YOUR INSTRUCTIONS: Repeat the entire listing exactly as written.

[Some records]
━━━━

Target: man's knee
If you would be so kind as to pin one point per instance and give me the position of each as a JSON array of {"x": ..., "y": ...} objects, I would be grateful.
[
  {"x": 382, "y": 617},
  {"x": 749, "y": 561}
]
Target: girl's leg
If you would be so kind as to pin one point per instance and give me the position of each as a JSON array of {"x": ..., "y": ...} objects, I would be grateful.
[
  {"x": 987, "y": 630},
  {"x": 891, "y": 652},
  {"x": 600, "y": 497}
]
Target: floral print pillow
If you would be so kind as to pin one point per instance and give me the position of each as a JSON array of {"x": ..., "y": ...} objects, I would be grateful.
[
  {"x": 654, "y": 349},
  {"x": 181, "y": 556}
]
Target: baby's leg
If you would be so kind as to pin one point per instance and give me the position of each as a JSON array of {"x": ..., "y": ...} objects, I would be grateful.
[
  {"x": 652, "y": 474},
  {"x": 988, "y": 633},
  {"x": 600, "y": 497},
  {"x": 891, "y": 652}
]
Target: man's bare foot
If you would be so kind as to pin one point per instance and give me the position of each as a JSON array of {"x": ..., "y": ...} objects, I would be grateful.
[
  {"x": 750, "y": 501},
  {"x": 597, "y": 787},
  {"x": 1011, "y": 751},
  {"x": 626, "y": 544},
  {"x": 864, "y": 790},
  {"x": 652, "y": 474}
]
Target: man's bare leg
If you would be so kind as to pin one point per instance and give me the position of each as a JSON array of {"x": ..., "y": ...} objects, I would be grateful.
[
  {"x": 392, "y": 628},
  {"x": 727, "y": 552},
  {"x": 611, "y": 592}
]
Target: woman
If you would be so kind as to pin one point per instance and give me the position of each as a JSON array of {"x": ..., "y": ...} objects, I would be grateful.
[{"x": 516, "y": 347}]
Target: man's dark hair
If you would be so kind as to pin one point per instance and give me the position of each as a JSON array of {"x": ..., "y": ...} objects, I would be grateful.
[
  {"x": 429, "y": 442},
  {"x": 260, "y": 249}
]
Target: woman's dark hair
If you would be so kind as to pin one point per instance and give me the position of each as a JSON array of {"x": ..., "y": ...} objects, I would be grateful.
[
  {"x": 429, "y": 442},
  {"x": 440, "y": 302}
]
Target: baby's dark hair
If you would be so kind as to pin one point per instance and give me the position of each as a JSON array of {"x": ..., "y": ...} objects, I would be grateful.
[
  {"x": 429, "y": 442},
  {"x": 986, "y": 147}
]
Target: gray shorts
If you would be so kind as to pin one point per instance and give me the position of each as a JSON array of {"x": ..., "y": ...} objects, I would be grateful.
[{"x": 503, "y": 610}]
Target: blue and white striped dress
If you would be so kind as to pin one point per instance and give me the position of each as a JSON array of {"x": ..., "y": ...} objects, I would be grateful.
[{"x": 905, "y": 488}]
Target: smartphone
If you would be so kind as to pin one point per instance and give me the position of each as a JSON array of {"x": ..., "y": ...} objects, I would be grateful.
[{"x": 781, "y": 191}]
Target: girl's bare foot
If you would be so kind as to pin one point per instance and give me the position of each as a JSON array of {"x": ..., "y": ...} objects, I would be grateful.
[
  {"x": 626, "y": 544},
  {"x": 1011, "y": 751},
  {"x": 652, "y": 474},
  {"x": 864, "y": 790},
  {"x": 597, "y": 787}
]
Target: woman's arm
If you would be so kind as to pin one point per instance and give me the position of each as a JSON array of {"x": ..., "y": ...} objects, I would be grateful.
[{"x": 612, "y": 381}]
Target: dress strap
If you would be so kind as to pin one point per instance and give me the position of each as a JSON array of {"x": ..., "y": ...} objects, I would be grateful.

━━━━

FINAL RESULT:
Target: man's knee
If you would be so kind as to pin one point per instance and give me the position of each as a JSON array of {"x": ..., "y": ...} objects, I would be grateful.
[
  {"x": 382, "y": 617},
  {"x": 749, "y": 561}
]
Target: girl's leg
If you would be so kind as to pin one point per instance and give me the position of each as a JSON array of {"x": ..., "y": ...} objects, I would be grateful.
[
  {"x": 987, "y": 630},
  {"x": 891, "y": 652},
  {"x": 600, "y": 497}
]
Target: floral print pillow
If you would be so kind as to pin one point per instance and give me the position of each as a JSON array of {"x": ..., "y": ...} objects, I would be grateful.
[
  {"x": 654, "y": 349},
  {"x": 181, "y": 556}
]
Target: baby's leg
If you would be so kind as to pin one point per instance and give me the position of each as a JSON array of {"x": ..., "y": ...} objects, I would be grateful.
[
  {"x": 652, "y": 474},
  {"x": 988, "y": 633},
  {"x": 600, "y": 497},
  {"x": 891, "y": 652}
]
Target: man's bare foot
If you would be so kind as to pin one point per instance and give me the position of each as a JSON array of {"x": ..., "y": ...} objects, I would be grateful.
[
  {"x": 750, "y": 501},
  {"x": 597, "y": 787},
  {"x": 1011, "y": 751},
  {"x": 626, "y": 544},
  {"x": 864, "y": 790},
  {"x": 652, "y": 474}
]
Target: man's bare leg
If you would be so kind as to pin one point per instance and give me the position of each as a JSON array of {"x": ..., "y": ...} objects, I would be grateful.
[
  {"x": 392, "y": 628},
  {"x": 727, "y": 552},
  {"x": 611, "y": 592}
]
Target: woman
If you would be so kind as to pin one point per instance and give me the position of each as a JSON array of {"x": ..., "y": ...} objects, I would be grateful.
[{"x": 516, "y": 347}]
Target: man's dark hair
If you would be so kind as to pin one point per instance and give me the position of each as a JSON array of {"x": ..., "y": ...} objects, I would be grateful.
[
  {"x": 429, "y": 442},
  {"x": 260, "y": 249}
]
Target: woman's dark hair
If you would be so kind as to pin one point per instance and give me the position of each as a JSON array of {"x": ..., "y": ...} objects, I would be grateful.
[
  {"x": 429, "y": 442},
  {"x": 440, "y": 302}
]
Target: baby's dark hair
If you would be so kind as to pin one point per instance and give me the position of each as a JSON array of {"x": ..., "y": ...} objects, I would be grateful.
[
  {"x": 429, "y": 442},
  {"x": 986, "y": 147}
]
Target: gray shorts
If you would be so kind as to pin one point per instance and give me the position of each as a JSON array of {"x": ..., "y": ...} objects, I would be grateful.
[{"x": 503, "y": 610}]
Target: blue and white striped dress
If you would be so kind as to pin one point per instance and give me the position of each as a JSON array of {"x": ..., "y": ...} objects, I would be grateful.
[{"x": 905, "y": 488}]
Target: smartphone
If you would be so kind as to pin one point per instance and give me the position of each as a JSON array of {"x": ..., "y": ...} objects, I would be grateful.
[{"x": 781, "y": 191}]
Target: girl's bare foot
If you would be so kind as to pin one point per instance and give me the position of each as a JSON array of {"x": ..., "y": ...} objects, I would be grateful.
[
  {"x": 626, "y": 544},
  {"x": 1011, "y": 751},
  {"x": 652, "y": 474},
  {"x": 864, "y": 790},
  {"x": 597, "y": 787}
]
Target: woman's arm
If you would be so kind as to pin one point per instance and give me the position of each as a JSON array of {"x": ..., "y": ...} objects, I would be grateful.
[{"x": 612, "y": 381}]
Target: dress strap
If you would be so kind as to pin one point per instance and give me the position of each as a JSON array of {"x": ..., "y": ...} objects, I would be grateful.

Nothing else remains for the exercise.